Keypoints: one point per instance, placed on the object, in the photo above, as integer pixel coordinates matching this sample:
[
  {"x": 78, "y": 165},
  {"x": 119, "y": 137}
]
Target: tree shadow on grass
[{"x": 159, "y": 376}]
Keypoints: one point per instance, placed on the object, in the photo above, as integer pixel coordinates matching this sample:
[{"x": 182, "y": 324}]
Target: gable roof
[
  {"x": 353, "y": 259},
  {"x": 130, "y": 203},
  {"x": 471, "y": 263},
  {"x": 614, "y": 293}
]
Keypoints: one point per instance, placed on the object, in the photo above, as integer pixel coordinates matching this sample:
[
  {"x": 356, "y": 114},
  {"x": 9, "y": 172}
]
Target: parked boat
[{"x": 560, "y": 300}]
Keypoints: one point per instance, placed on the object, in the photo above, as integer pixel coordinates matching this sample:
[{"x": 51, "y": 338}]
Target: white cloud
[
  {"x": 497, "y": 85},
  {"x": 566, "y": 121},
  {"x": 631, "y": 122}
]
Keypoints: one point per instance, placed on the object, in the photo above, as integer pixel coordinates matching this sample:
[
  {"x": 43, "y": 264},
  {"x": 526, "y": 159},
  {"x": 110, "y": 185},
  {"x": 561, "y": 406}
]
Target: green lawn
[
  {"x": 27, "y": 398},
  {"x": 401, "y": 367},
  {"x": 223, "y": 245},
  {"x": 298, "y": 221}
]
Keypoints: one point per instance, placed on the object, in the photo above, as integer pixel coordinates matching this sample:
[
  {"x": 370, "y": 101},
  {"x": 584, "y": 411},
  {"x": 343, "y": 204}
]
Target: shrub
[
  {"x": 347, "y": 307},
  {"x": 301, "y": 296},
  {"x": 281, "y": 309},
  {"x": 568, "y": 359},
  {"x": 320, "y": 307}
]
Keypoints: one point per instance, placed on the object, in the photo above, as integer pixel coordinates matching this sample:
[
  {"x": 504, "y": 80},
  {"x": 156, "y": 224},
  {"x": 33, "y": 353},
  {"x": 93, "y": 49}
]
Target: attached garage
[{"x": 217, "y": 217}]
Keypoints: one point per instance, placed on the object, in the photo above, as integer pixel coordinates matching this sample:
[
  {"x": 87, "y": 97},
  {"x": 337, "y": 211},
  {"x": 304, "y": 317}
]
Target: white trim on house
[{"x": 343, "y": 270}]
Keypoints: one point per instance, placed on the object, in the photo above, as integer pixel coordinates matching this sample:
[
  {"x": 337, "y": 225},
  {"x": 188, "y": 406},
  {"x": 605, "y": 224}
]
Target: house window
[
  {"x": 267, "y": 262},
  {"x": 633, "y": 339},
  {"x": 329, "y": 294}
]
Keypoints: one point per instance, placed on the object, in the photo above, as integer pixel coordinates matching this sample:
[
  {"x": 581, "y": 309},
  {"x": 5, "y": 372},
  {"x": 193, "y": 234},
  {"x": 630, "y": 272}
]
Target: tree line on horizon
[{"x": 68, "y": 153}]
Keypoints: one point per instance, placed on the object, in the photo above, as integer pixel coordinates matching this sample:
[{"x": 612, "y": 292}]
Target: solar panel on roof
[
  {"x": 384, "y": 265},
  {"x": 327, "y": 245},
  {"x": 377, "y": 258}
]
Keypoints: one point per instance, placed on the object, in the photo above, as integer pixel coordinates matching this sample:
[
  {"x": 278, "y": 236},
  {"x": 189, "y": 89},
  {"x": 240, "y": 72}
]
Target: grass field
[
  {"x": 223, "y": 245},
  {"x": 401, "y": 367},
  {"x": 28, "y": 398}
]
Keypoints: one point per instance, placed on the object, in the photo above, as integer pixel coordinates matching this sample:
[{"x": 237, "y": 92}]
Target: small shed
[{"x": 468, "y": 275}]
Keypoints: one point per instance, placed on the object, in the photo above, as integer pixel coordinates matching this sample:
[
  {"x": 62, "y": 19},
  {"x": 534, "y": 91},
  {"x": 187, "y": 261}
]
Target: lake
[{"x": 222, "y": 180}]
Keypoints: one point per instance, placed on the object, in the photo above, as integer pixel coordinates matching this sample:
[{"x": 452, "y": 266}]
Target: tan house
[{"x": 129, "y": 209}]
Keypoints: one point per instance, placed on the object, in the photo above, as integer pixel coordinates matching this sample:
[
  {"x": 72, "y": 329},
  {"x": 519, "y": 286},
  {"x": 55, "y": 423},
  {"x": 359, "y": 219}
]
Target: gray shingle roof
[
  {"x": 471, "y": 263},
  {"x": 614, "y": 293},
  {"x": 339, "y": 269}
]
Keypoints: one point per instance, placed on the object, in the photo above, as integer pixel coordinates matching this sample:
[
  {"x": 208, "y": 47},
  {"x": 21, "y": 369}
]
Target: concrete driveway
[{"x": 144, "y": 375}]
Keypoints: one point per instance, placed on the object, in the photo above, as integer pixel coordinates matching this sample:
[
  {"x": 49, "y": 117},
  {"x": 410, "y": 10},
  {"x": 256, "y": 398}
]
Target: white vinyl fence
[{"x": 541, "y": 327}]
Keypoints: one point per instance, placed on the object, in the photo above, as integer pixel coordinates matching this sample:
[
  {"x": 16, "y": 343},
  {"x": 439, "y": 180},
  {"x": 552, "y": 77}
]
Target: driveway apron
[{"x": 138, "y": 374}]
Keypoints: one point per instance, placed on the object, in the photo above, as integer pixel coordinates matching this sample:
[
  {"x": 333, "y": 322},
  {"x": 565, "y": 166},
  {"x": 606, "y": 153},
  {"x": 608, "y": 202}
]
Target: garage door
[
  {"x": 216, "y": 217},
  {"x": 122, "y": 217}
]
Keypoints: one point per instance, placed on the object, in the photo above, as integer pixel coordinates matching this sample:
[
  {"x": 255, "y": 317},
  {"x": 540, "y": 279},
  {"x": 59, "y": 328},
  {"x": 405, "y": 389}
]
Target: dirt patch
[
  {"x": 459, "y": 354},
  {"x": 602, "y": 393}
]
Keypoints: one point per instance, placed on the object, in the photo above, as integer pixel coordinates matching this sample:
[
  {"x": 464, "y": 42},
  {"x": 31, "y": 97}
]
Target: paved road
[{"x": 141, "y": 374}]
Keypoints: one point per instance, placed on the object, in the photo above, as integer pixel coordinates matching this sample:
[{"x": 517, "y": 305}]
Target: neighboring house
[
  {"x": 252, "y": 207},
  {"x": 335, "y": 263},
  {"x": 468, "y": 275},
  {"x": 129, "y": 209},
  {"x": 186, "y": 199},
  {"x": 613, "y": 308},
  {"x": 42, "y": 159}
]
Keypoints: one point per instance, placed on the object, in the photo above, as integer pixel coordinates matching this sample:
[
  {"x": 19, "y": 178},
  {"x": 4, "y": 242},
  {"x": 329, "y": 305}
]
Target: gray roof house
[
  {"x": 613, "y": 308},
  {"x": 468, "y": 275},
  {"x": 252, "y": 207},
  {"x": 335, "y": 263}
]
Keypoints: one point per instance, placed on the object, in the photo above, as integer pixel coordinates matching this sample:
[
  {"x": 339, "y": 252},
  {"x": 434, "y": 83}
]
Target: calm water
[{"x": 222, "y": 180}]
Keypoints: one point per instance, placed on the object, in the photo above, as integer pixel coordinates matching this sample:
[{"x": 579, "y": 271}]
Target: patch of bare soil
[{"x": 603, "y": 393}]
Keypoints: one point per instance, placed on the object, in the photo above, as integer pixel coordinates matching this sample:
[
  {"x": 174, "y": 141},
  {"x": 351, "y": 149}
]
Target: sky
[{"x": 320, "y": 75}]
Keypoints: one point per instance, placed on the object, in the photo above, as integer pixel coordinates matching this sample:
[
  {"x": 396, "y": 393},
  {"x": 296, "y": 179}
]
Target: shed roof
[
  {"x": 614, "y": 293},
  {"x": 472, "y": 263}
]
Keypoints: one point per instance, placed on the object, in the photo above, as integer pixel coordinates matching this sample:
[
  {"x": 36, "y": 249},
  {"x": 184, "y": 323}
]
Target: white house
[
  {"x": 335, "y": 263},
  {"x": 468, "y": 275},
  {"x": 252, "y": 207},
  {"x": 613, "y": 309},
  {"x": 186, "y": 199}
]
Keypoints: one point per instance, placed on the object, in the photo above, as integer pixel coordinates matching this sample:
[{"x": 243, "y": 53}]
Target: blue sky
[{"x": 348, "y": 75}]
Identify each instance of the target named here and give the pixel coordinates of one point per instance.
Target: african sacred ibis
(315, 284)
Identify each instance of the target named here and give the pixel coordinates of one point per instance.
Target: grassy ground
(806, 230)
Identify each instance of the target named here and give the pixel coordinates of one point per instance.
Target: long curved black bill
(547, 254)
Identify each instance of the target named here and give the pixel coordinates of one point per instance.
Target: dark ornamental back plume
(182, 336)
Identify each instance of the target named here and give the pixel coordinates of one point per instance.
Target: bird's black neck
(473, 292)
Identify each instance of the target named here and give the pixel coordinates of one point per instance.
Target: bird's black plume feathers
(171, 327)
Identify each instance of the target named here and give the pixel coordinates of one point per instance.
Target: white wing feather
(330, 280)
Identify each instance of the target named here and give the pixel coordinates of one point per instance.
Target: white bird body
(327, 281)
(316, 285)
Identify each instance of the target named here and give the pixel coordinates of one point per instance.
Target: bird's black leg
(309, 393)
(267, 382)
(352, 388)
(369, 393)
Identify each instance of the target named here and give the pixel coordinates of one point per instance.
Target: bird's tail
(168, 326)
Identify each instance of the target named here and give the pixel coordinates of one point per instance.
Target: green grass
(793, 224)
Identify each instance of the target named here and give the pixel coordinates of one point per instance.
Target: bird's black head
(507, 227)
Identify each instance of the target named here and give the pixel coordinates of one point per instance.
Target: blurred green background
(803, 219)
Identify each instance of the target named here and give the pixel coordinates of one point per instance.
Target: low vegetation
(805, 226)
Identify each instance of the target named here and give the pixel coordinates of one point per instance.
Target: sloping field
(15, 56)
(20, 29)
* * *
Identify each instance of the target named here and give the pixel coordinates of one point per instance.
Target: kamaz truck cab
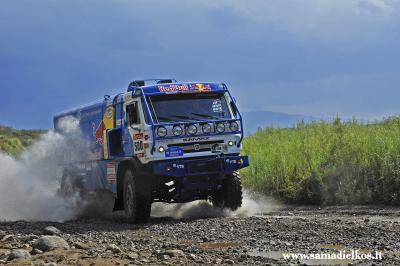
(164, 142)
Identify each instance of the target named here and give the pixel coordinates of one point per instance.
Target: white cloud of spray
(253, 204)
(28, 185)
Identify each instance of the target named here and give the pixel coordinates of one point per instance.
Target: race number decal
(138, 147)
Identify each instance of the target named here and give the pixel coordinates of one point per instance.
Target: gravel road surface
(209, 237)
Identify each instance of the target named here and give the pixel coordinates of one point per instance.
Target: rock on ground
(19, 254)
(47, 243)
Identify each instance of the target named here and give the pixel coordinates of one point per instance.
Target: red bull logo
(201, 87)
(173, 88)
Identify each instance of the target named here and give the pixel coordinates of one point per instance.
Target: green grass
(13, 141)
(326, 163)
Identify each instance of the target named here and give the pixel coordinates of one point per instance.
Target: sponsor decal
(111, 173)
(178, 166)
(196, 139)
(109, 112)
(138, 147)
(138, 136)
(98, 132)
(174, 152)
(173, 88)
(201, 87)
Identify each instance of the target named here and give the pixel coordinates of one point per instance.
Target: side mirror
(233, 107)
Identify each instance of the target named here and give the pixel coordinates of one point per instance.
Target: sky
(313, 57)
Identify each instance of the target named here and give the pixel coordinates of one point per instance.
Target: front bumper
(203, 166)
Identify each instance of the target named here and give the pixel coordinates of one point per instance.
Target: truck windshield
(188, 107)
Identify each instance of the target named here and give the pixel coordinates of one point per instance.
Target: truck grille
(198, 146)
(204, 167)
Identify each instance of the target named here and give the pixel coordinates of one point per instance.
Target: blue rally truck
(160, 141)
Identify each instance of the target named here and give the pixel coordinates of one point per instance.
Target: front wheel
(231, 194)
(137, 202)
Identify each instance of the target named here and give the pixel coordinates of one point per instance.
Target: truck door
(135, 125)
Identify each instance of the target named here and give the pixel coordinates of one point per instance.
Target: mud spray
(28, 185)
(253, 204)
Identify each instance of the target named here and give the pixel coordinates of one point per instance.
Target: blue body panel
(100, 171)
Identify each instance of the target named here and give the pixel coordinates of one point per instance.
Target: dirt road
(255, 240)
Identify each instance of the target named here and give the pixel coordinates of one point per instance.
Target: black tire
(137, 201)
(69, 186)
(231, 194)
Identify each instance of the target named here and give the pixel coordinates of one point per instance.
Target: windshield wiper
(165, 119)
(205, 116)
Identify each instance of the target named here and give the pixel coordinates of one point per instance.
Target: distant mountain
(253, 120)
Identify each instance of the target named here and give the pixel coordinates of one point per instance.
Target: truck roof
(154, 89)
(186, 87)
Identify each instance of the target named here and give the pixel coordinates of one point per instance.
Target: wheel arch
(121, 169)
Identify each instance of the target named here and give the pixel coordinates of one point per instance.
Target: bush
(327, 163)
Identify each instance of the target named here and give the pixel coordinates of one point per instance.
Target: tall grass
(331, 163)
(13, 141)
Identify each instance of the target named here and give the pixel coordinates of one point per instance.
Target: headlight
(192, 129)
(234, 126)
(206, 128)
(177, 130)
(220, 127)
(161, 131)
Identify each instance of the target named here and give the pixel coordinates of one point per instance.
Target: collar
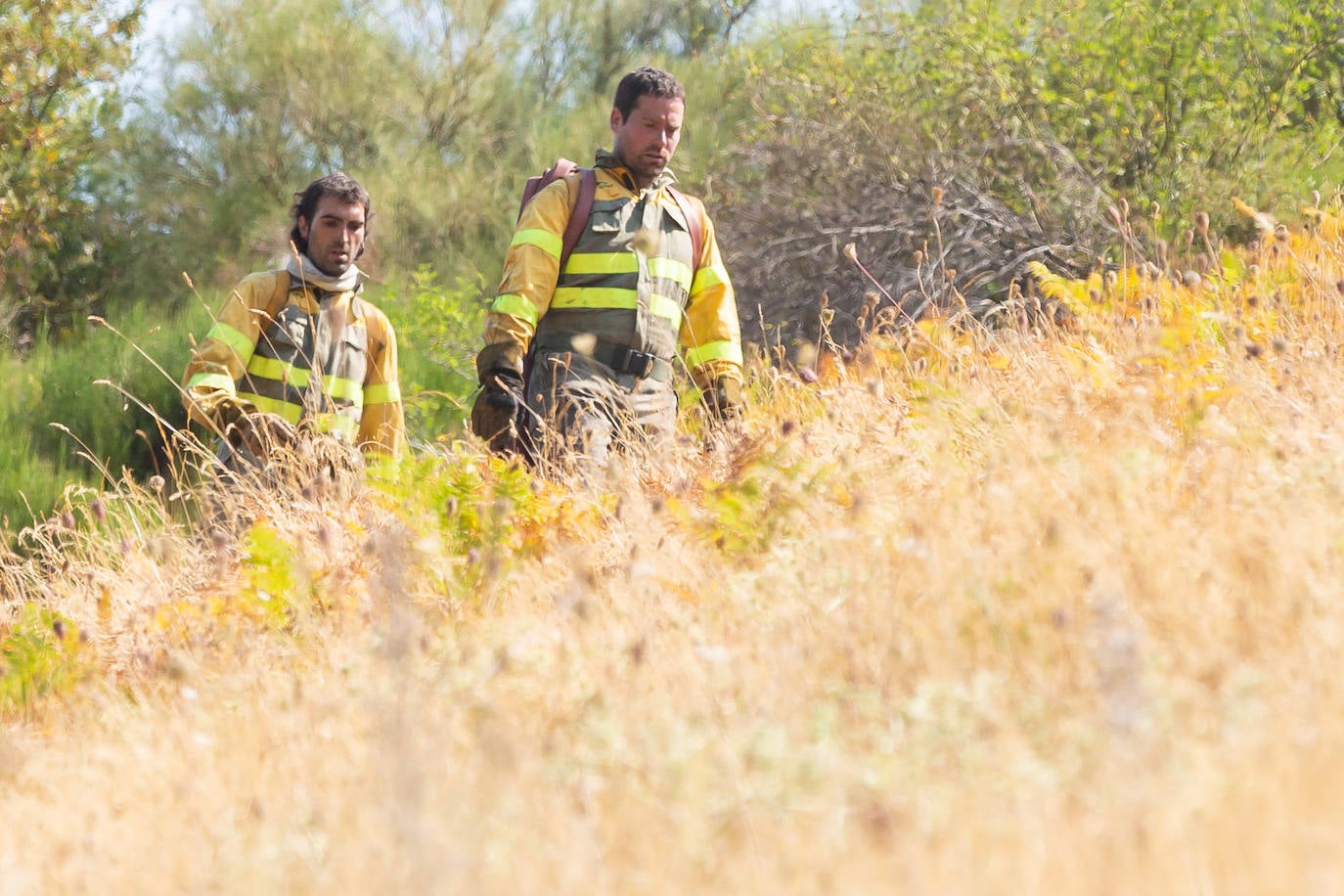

## EXERCISE REQUIREMENTS
Looking at the records above, return exactly the lines from the line with "Target: tall grass" to the line with "Target: collar", both ends included.

## PROBLEM SOLUTION
Target: tall grass
(331, 163)
(13, 141)
Identify each instance of the target named here and give the pixel coordinates of one point per instance.
Target: headlight
(192, 129)
(234, 126)
(206, 128)
(177, 130)
(220, 127)
(161, 131)
Identify each instance of the target named here and give the pixel coordinates of one point per instance.
Target: collar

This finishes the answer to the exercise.